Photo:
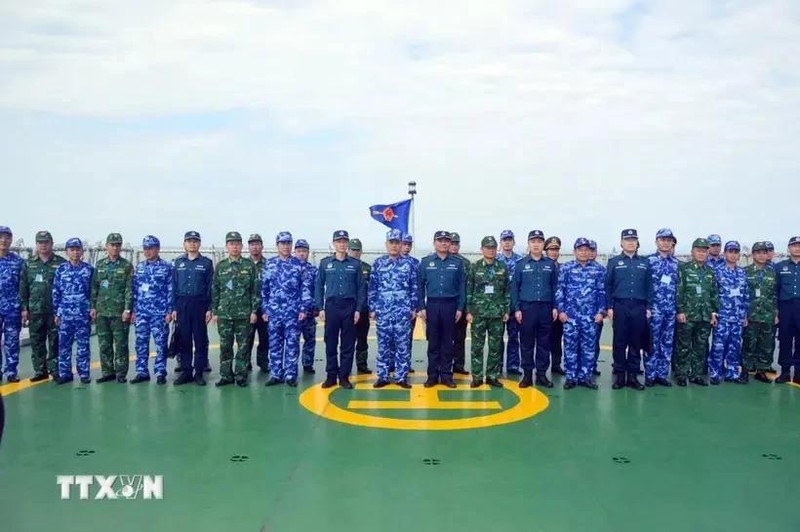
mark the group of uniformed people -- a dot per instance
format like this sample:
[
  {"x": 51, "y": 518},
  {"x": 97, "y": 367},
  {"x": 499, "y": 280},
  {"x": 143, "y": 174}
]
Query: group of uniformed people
[{"x": 653, "y": 302}]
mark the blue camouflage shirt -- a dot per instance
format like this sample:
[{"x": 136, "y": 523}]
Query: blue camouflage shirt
[
  {"x": 286, "y": 288},
  {"x": 72, "y": 289},
  {"x": 152, "y": 288},
  {"x": 393, "y": 286},
  {"x": 734, "y": 293},
  {"x": 442, "y": 278},
  {"x": 581, "y": 289},
  {"x": 10, "y": 274},
  {"x": 664, "y": 282}
]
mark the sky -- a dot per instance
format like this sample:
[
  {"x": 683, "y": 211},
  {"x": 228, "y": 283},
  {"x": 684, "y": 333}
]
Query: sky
[{"x": 577, "y": 118}]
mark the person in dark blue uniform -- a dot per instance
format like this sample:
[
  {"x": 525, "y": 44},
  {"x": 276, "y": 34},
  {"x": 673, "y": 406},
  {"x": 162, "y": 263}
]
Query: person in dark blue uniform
[
  {"x": 339, "y": 294},
  {"x": 787, "y": 273},
  {"x": 533, "y": 290},
  {"x": 442, "y": 298},
  {"x": 191, "y": 284},
  {"x": 629, "y": 294}
]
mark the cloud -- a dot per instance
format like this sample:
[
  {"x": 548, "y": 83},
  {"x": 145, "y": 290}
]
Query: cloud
[{"x": 576, "y": 119}]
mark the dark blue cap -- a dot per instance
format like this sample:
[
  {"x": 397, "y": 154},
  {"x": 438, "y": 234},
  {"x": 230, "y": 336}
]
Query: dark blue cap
[
  {"x": 536, "y": 233},
  {"x": 581, "y": 241}
]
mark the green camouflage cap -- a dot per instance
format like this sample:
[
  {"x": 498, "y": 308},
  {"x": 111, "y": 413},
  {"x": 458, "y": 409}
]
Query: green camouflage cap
[
  {"x": 233, "y": 236},
  {"x": 488, "y": 242}
]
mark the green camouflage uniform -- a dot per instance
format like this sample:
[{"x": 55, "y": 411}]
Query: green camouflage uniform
[
  {"x": 111, "y": 296},
  {"x": 488, "y": 300},
  {"x": 758, "y": 335},
  {"x": 235, "y": 295},
  {"x": 36, "y": 293},
  {"x": 697, "y": 298}
]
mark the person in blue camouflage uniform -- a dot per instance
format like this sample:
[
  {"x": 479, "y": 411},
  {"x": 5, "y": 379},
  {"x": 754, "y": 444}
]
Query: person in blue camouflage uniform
[
  {"x": 581, "y": 303},
  {"x": 406, "y": 246},
  {"x": 508, "y": 256},
  {"x": 308, "y": 329},
  {"x": 72, "y": 289},
  {"x": 11, "y": 266},
  {"x": 285, "y": 302},
  {"x": 664, "y": 280},
  {"x": 153, "y": 304},
  {"x": 392, "y": 300},
  {"x": 593, "y": 258}
]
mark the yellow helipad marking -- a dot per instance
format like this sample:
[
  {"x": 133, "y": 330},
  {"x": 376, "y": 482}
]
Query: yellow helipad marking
[{"x": 530, "y": 402}]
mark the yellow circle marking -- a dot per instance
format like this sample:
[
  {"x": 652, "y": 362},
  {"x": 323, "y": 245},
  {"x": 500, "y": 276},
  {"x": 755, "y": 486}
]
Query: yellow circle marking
[{"x": 317, "y": 400}]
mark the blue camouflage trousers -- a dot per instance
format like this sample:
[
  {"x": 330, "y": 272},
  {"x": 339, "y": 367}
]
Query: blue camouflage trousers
[
  {"x": 308, "y": 330},
  {"x": 9, "y": 328},
  {"x": 284, "y": 346},
  {"x": 662, "y": 340},
  {"x": 159, "y": 328},
  {"x": 77, "y": 331},
  {"x": 579, "y": 344},
  {"x": 726, "y": 349},
  {"x": 394, "y": 345}
]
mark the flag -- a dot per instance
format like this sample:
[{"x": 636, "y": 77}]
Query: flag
[{"x": 395, "y": 216}]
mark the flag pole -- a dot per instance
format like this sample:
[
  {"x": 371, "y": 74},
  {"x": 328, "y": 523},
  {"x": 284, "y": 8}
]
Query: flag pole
[{"x": 412, "y": 191}]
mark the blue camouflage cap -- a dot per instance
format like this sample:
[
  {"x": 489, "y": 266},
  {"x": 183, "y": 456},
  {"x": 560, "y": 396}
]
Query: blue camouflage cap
[
  {"x": 732, "y": 245},
  {"x": 581, "y": 241},
  {"x": 151, "y": 242},
  {"x": 394, "y": 234},
  {"x": 666, "y": 232}
]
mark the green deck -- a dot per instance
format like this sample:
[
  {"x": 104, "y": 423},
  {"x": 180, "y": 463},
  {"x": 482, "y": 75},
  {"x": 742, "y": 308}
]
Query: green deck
[{"x": 720, "y": 458}]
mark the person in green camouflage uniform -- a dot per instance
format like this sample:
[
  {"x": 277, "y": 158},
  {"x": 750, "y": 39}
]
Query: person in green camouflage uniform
[
  {"x": 111, "y": 310},
  {"x": 36, "y": 295},
  {"x": 235, "y": 300},
  {"x": 762, "y": 316},
  {"x": 698, "y": 305},
  {"x": 488, "y": 304},
  {"x": 460, "y": 329}
]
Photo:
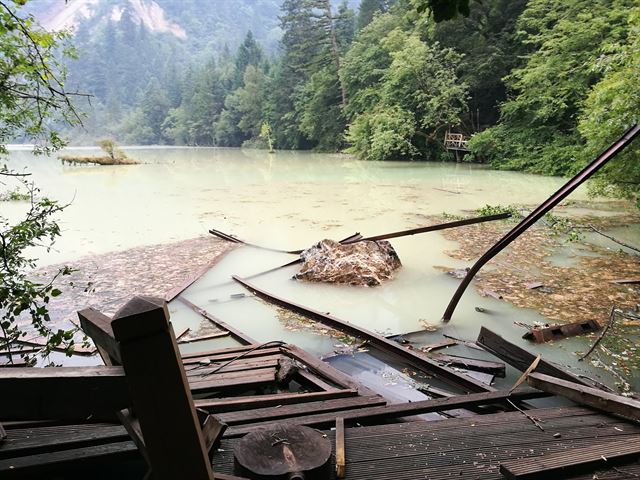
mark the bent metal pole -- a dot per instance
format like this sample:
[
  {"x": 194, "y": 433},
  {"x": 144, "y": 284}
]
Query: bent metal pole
[{"x": 542, "y": 209}]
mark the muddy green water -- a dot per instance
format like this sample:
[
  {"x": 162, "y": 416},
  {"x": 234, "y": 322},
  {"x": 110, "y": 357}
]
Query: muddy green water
[{"x": 291, "y": 200}]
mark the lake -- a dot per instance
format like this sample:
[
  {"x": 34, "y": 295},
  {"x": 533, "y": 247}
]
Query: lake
[{"x": 291, "y": 200}]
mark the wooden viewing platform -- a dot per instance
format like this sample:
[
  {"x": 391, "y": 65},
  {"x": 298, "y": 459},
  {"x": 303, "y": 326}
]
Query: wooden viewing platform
[{"x": 455, "y": 141}]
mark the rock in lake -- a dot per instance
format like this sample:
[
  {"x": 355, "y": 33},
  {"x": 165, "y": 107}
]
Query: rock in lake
[{"x": 362, "y": 263}]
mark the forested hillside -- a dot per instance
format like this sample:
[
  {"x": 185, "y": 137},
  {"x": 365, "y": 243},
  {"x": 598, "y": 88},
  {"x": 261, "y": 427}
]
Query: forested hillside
[{"x": 546, "y": 83}]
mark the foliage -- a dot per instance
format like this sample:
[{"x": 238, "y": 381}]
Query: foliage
[
  {"x": 514, "y": 210},
  {"x": 110, "y": 147},
  {"x": 612, "y": 106},
  {"x": 32, "y": 93},
  {"x": 538, "y": 131}
]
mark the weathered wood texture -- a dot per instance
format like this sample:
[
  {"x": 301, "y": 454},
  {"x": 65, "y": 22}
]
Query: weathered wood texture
[
  {"x": 159, "y": 391},
  {"x": 70, "y": 393},
  {"x": 393, "y": 348},
  {"x": 469, "y": 448},
  {"x": 341, "y": 455},
  {"x": 519, "y": 358},
  {"x": 230, "y": 404},
  {"x": 605, "y": 401},
  {"x": 560, "y": 464},
  {"x": 372, "y": 414}
]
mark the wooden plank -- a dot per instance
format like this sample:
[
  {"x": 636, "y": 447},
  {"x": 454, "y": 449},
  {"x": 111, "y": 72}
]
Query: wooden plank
[
  {"x": 519, "y": 358},
  {"x": 239, "y": 335},
  {"x": 45, "y": 463},
  {"x": 311, "y": 380},
  {"x": 238, "y": 365},
  {"x": 69, "y": 393},
  {"x": 98, "y": 326},
  {"x": 605, "y": 401},
  {"x": 561, "y": 331},
  {"x": 562, "y": 464},
  {"x": 324, "y": 370},
  {"x": 285, "y": 411},
  {"x": 217, "y": 357},
  {"x": 221, "y": 405},
  {"x": 132, "y": 426},
  {"x": 159, "y": 391},
  {"x": 265, "y": 376},
  {"x": 341, "y": 456},
  {"x": 36, "y": 443},
  {"x": 208, "y": 336},
  {"x": 400, "y": 409},
  {"x": 494, "y": 368},
  {"x": 388, "y": 346}
]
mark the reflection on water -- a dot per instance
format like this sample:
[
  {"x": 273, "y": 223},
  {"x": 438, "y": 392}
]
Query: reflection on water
[{"x": 290, "y": 200}]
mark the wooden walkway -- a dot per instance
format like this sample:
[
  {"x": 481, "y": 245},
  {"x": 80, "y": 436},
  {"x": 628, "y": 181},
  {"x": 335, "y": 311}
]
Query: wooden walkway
[{"x": 469, "y": 448}]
-=-=-
● Your assignment
Reproduce the data above exactly, but only the lines from the one showing "mark the flag -- a dot per instance" through the one showing "mark the rock in lake -- a dot per instance", with both ends kept and the pictures left out.

● Response to the exercise
mark the flag -- a dot per instance
format like this sample:
[{"x": 636, "y": 77}]
Query: flag
[{"x": 395, "y": 216}]
mark the flag pole -- a dot per instance
format like this sample:
[
  {"x": 371, "y": 74},
  {"x": 328, "y": 523},
  {"x": 284, "y": 8}
]
Query: flag pole
[{"x": 412, "y": 191}]
mark the blue camouflage cap -- a dot per instance
format like this sample:
[
  {"x": 489, "y": 266},
  {"x": 183, "y": 456},
  {"x": 560, "y": 396}
]
Query: blue camouflage cap
[
  {"x": 732, "y": 245},
  {"x": 581, "y": 241},
  {"x": 151, "y": 242},
  {"x": 394, "y": 234},
  {"x": 666, "y": 232}
]
mark the green deck -- a dot per instance
format like this sample:
[
  {"x": 104, "y": 423},
  {"x": 180, "y": 463},
  {"x": 482, "y": 75},
  {"x": 742, "y": 308}
]
Query: green deck
[{"x": 720, "y": 458}]
mark the person in green camouflage uniform -- a dot per instance
format like this sample:
[
  {"x": 277, "y": 158},
  {"x": 750, "y": 39}
]
Query: person in green camouflage uniform
[
  {"x": 111, "y": 310},
  {"x": 36, "y": 295},
  {"x": 235, "y": 300},
  {"x": 762, "y": 316},
  {"x": 698, "y": 305},
  {"x": 488, "y": 304},
  {"x": 460, "y": 329}
]
Photo:
mark the bent metal pole -- a dot per instance
format like this sample:
[
  {"x": 194, "y": 433},
  {"x": 144, "y": 284}
]
Query: bent metal pole
[{"x": 542, "y": 209}]
mark the muddy green water -- a dot per instance
format like this sample:
[
  {"x": 162, "y": 416},
  {"x": 234, "y": 322},
  {"x": 110, "y": 357}
]
Query: muddy green water
[{"x": 291, "y": 200}]
mark the lake -- a dot per instance
format like this sample:
[
  {"x": 34, "y": 295},
  {"x": 533, "y": 247}
]
Query: lake
[{"x": 291, "y": 200}]
mark the wooden viewing platform -- a dot per instance
format like this sample:
[
  {"x": 391, "y": 65},
  {"x": 298, "y": 459},
  {"x": 303, "y": 326}
]
Query: wooden viewing platform
[{"x": 455, "y": 141}]
mark the rock in lake -- a dot per instance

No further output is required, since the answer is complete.